Natural language region descriptions

::::::::

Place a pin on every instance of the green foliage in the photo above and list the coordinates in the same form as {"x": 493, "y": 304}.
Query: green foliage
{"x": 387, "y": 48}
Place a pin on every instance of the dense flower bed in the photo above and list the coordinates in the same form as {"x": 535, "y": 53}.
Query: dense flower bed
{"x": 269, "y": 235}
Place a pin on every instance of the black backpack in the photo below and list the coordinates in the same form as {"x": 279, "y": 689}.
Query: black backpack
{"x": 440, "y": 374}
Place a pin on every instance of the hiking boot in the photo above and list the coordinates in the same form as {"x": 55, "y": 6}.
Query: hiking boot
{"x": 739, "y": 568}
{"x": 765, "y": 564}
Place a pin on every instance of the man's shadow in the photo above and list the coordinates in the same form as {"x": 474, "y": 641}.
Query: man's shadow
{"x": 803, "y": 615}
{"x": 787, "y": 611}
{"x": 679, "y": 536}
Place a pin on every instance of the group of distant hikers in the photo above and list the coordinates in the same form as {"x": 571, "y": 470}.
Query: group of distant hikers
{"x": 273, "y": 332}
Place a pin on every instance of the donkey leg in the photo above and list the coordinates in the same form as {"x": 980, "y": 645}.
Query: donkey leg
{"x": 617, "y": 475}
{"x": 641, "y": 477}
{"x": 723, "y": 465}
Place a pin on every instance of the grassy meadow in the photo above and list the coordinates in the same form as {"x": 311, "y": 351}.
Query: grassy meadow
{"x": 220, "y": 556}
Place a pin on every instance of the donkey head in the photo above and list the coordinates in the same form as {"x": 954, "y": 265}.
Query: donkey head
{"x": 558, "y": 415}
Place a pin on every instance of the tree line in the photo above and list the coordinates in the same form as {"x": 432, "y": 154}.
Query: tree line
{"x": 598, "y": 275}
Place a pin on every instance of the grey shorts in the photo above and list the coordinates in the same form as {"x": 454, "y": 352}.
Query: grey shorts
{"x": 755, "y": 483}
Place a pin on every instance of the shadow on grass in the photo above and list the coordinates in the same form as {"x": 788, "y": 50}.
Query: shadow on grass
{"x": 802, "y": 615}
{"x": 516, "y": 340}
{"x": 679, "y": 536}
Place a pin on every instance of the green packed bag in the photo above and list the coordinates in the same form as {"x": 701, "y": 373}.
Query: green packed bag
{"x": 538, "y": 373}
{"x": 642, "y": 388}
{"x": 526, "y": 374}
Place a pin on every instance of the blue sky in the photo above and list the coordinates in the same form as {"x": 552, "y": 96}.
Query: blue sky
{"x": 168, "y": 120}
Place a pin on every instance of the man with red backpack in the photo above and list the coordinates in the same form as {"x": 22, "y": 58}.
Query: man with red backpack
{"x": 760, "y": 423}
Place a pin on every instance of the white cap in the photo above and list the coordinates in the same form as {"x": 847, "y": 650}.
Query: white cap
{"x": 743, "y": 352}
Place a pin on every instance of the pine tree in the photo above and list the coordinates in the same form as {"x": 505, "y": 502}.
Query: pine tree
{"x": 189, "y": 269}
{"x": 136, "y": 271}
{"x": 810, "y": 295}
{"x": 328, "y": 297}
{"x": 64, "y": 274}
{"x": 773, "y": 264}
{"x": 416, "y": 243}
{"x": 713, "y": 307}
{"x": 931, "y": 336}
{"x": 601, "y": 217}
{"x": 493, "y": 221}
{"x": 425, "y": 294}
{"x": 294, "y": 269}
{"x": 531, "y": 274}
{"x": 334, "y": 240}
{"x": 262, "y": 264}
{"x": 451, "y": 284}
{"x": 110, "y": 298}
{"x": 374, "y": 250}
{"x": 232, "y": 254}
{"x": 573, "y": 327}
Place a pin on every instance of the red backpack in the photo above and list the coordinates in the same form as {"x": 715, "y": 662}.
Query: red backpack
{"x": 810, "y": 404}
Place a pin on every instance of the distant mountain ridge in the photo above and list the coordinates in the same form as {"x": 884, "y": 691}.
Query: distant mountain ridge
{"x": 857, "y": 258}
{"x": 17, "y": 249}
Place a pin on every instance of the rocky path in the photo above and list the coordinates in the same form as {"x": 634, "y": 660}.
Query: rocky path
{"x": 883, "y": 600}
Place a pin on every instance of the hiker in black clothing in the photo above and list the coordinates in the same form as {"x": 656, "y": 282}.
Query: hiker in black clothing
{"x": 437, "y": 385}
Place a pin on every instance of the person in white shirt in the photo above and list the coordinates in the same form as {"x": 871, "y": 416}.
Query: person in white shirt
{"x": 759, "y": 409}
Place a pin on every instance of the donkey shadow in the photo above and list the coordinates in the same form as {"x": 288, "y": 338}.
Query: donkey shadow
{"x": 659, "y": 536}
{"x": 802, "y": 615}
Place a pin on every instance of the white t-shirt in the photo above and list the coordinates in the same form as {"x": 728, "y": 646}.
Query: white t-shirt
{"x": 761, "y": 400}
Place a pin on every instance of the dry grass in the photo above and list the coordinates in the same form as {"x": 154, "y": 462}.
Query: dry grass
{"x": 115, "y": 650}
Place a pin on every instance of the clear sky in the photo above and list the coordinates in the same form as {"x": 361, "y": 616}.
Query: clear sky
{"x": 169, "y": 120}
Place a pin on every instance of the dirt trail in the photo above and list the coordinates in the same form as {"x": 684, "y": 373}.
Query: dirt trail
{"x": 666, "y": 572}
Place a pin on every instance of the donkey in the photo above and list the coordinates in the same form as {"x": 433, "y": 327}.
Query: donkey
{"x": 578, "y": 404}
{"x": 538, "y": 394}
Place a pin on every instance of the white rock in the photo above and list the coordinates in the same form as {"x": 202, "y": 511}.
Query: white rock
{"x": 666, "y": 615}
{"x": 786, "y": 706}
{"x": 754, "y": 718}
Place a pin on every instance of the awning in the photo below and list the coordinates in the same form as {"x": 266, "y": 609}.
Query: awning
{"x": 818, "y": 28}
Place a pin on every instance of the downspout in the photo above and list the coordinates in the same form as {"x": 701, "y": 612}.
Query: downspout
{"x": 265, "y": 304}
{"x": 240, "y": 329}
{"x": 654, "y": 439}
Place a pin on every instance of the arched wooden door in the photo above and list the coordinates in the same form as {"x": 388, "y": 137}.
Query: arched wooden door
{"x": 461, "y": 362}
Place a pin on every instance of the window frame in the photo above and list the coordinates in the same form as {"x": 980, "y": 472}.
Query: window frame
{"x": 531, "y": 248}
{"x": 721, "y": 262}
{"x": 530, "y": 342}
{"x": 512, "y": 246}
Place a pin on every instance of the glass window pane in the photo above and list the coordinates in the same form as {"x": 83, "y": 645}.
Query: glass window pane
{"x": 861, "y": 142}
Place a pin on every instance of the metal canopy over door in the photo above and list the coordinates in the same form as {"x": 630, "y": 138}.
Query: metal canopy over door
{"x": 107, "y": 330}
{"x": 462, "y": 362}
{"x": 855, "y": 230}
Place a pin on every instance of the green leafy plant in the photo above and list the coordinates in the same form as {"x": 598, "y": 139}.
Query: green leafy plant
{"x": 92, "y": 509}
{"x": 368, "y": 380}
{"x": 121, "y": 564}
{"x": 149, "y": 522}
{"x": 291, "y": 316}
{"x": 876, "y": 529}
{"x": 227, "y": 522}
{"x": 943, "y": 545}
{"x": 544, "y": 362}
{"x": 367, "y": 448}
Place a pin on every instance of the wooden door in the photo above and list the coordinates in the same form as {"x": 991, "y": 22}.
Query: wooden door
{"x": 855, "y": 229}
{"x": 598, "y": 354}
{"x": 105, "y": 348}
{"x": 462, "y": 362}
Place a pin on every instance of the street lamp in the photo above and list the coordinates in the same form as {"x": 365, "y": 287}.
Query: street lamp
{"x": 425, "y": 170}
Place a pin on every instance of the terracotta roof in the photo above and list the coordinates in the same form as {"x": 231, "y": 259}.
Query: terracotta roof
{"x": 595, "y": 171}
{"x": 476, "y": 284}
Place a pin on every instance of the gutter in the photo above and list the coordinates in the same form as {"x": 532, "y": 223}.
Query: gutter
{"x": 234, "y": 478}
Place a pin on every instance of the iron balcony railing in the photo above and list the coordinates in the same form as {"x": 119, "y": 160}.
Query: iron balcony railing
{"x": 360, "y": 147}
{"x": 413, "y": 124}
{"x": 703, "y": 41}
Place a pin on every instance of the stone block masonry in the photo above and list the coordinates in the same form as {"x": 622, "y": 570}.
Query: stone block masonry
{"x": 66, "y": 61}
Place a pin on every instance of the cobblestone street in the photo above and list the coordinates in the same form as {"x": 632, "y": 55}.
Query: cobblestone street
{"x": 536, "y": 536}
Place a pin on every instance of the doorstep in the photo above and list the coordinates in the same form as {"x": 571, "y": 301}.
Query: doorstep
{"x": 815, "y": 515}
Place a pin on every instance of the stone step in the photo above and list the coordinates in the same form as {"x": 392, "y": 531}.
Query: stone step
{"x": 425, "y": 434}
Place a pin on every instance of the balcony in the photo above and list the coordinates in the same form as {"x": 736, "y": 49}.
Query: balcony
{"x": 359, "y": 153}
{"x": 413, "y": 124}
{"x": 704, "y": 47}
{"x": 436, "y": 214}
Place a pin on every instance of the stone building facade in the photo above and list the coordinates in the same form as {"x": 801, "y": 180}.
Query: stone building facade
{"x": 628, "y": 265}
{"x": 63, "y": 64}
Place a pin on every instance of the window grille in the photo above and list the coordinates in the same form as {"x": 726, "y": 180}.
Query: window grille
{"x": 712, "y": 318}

::::::::

| WHAT YOU WILL DO |
Tally up the lines in the records containing the word "below", then give the count and nothing else.

| RESPONSE |
2